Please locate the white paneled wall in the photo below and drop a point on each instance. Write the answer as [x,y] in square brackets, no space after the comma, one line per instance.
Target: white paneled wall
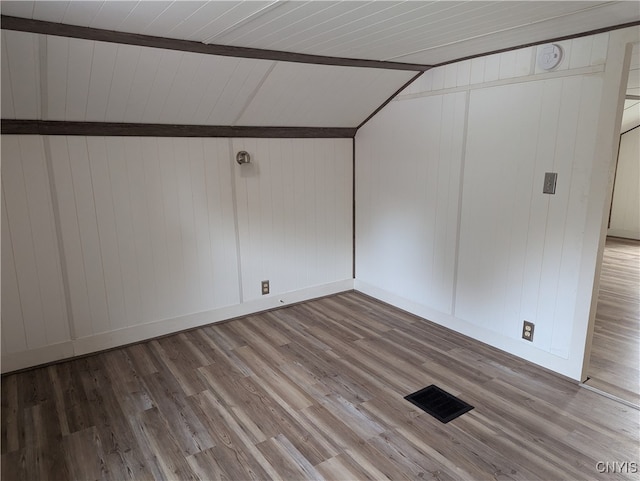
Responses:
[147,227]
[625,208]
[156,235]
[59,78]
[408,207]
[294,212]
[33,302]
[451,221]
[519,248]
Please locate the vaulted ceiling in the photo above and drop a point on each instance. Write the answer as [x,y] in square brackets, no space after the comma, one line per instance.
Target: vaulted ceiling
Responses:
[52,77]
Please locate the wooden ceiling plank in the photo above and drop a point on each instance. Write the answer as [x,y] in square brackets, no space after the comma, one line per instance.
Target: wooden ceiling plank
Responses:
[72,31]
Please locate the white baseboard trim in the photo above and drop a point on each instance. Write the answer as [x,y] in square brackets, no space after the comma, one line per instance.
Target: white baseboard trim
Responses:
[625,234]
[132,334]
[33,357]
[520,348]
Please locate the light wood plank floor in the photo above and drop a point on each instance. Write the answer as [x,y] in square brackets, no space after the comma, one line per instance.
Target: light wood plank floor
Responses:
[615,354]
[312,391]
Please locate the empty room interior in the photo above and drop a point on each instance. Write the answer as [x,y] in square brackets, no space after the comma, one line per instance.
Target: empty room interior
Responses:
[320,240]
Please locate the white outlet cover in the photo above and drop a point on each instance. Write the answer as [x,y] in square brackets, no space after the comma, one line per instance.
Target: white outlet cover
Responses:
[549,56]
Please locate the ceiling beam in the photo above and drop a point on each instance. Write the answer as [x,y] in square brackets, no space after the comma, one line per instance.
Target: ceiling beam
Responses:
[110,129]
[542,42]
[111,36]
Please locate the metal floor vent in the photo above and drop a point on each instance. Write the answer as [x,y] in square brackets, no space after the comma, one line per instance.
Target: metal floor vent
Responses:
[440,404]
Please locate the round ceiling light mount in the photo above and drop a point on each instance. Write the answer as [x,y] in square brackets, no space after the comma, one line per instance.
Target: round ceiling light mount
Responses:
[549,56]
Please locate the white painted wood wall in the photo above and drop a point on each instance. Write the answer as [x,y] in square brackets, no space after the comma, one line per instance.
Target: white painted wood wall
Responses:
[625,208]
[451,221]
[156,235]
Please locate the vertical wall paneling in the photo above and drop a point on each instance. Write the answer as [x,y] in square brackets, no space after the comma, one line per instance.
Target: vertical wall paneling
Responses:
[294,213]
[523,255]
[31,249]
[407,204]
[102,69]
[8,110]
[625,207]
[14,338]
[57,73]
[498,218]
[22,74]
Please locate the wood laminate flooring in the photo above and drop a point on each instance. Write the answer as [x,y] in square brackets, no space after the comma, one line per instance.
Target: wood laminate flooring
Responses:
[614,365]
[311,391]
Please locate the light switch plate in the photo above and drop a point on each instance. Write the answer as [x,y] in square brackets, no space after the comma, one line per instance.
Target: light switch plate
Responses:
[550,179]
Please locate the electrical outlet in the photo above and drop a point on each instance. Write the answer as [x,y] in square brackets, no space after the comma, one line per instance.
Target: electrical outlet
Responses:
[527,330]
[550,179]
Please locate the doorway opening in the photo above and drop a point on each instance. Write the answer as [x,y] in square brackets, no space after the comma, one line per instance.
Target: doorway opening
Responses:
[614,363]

--

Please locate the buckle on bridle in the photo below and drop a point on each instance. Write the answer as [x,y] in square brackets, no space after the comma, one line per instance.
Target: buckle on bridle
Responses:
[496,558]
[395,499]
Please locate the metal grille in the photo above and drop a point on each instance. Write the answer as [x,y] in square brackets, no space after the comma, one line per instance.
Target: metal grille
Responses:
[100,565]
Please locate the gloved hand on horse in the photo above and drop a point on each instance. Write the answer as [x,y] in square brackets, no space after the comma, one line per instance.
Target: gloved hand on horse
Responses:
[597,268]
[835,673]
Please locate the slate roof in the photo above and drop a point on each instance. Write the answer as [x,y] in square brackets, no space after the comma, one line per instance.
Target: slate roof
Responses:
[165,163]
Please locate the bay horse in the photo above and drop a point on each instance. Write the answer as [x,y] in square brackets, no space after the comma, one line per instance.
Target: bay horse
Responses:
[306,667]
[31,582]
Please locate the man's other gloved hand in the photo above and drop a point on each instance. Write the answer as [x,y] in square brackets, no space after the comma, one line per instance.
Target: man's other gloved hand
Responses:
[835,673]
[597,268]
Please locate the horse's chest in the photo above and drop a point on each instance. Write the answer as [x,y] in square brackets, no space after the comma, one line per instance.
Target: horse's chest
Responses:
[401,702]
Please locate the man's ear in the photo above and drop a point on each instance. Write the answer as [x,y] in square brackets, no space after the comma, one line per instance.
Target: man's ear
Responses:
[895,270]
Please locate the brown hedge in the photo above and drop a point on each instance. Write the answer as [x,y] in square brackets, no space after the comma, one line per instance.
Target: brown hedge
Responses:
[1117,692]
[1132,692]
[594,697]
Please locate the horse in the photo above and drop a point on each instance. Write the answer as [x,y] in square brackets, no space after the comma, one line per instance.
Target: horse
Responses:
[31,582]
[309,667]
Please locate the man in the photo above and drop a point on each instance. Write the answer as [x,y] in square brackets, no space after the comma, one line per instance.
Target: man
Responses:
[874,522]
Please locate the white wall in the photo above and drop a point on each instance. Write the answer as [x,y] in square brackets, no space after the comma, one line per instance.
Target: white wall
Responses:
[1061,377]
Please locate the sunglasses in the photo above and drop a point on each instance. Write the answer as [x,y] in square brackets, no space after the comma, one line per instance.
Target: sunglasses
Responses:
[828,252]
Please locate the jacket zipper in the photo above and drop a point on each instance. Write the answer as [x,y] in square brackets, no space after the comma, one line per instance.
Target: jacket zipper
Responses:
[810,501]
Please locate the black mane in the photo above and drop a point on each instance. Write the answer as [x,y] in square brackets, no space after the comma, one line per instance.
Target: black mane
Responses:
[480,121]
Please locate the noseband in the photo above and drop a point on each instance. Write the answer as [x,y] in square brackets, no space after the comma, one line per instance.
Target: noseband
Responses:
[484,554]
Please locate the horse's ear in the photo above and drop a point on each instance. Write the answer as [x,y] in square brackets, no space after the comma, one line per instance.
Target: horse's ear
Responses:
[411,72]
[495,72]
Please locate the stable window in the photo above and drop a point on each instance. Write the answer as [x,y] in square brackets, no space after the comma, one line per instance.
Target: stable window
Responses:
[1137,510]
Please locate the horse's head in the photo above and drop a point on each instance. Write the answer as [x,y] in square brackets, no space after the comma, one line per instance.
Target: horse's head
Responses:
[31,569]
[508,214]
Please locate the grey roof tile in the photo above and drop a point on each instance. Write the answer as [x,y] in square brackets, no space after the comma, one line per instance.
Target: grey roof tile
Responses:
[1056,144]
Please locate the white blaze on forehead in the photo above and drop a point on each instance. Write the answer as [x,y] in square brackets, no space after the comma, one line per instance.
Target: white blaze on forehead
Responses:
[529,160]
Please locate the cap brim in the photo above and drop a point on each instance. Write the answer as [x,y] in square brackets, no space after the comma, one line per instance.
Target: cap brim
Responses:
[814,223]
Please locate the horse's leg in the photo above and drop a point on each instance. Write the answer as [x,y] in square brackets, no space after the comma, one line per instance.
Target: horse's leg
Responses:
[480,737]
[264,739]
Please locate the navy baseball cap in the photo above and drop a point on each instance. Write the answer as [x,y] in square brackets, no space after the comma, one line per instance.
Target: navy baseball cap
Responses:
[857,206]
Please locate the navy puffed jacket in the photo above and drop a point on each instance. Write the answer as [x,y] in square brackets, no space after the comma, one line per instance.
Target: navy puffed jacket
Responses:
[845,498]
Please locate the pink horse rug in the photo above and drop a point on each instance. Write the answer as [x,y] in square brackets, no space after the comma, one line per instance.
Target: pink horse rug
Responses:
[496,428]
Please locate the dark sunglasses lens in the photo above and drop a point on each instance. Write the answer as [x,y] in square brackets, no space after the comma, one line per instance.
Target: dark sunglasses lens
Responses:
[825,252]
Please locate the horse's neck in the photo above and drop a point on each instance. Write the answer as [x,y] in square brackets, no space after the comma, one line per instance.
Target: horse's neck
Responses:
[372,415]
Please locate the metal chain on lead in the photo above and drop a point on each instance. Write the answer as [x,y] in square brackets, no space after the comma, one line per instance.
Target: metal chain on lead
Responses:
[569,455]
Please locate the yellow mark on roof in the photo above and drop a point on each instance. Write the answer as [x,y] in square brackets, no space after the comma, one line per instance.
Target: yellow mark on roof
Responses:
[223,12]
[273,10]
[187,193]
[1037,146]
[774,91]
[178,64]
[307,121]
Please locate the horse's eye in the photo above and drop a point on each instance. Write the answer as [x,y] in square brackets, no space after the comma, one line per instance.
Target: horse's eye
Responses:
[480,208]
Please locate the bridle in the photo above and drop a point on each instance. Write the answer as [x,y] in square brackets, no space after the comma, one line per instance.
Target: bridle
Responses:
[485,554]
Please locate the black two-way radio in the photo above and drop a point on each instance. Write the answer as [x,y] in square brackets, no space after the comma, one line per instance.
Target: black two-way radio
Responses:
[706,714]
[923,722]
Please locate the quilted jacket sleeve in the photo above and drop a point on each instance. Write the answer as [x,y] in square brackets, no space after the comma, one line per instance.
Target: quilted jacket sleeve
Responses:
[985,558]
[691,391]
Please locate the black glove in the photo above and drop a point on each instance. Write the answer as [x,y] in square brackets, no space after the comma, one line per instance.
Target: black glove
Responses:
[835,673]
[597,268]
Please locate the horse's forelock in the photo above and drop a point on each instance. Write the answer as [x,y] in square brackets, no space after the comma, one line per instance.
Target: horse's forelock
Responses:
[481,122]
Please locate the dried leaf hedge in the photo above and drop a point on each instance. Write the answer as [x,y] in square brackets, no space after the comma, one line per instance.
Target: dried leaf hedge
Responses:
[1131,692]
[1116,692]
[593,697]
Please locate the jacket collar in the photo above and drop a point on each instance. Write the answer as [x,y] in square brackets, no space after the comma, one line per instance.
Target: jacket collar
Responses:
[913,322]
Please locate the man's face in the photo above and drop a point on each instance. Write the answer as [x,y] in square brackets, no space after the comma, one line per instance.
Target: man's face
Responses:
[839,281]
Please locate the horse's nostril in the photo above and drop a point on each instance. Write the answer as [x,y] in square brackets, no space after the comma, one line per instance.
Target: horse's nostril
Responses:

--

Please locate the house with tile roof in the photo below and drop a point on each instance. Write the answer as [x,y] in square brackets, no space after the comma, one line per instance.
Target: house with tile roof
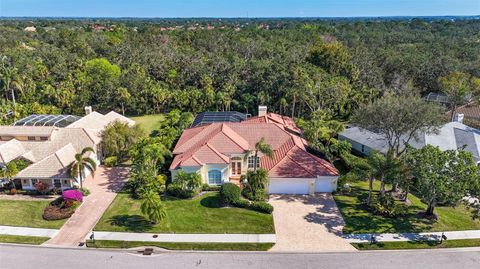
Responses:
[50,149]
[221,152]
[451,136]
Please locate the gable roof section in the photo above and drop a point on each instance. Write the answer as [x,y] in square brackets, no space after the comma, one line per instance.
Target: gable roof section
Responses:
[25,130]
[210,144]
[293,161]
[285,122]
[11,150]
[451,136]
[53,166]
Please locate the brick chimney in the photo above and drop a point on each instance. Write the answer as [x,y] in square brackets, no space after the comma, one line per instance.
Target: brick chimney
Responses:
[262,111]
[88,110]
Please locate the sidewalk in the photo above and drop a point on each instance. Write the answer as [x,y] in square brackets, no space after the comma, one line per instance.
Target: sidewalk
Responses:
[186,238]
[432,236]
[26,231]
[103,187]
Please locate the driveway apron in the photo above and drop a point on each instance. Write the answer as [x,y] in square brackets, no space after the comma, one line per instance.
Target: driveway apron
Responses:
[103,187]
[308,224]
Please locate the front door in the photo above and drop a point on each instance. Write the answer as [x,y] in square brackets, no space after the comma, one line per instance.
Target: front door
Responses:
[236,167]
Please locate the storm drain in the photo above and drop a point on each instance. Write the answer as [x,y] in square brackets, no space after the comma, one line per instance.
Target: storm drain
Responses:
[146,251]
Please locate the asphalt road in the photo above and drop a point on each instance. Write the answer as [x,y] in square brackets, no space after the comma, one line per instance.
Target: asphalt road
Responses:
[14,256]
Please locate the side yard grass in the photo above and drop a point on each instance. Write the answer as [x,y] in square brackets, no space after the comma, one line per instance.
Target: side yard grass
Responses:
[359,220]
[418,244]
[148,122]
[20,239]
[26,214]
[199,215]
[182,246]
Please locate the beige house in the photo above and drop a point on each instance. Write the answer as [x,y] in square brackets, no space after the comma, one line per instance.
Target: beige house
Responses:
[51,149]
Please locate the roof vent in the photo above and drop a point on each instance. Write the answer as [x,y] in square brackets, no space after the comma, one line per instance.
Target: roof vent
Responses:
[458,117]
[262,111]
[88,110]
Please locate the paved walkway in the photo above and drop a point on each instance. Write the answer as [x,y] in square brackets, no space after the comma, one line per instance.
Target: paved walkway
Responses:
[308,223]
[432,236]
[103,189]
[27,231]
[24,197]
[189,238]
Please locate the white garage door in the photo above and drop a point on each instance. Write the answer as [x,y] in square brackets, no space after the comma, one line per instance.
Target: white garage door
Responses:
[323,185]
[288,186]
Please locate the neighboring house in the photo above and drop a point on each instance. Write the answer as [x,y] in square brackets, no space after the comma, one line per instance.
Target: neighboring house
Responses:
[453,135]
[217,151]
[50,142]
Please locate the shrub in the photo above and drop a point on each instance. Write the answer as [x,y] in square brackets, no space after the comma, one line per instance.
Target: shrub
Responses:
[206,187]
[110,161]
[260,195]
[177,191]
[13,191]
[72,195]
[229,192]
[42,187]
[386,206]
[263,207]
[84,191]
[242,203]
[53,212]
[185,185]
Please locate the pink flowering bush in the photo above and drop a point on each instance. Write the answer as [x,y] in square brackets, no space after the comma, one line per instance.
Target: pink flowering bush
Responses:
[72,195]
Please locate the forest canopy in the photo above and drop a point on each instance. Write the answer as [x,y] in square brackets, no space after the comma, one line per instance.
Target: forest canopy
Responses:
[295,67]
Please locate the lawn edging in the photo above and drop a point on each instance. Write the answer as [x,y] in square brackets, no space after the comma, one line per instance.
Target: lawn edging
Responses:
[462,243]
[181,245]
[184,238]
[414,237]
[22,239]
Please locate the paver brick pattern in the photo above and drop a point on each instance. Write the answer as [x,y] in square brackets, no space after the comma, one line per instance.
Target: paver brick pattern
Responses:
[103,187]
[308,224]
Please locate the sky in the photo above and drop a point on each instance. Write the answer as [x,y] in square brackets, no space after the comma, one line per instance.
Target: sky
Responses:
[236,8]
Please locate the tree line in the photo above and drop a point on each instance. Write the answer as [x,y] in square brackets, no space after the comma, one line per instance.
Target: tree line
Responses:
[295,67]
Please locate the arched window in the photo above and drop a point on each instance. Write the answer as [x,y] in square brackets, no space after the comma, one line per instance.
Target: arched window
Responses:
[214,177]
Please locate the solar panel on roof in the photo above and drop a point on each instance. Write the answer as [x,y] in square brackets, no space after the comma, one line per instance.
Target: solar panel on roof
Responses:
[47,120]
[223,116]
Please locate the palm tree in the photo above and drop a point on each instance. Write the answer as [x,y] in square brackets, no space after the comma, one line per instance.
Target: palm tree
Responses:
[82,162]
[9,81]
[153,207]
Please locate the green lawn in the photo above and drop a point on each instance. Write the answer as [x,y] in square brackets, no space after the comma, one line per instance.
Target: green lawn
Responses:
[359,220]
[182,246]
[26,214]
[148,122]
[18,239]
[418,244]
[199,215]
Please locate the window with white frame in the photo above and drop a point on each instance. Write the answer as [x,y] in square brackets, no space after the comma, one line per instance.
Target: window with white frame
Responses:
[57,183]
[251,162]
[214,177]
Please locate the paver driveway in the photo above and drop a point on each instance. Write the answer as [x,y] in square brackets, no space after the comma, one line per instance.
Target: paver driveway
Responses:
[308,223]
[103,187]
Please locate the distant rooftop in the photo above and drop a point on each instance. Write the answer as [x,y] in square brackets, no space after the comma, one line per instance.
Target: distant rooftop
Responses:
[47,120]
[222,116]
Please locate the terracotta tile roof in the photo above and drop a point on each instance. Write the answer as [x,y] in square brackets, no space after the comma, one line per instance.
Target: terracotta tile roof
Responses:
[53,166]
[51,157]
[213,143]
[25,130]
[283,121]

## Exercise description
Tally up the lines in the preceding listing that contain the string "edging". Respond with the number and nothing else.

## Written solution
2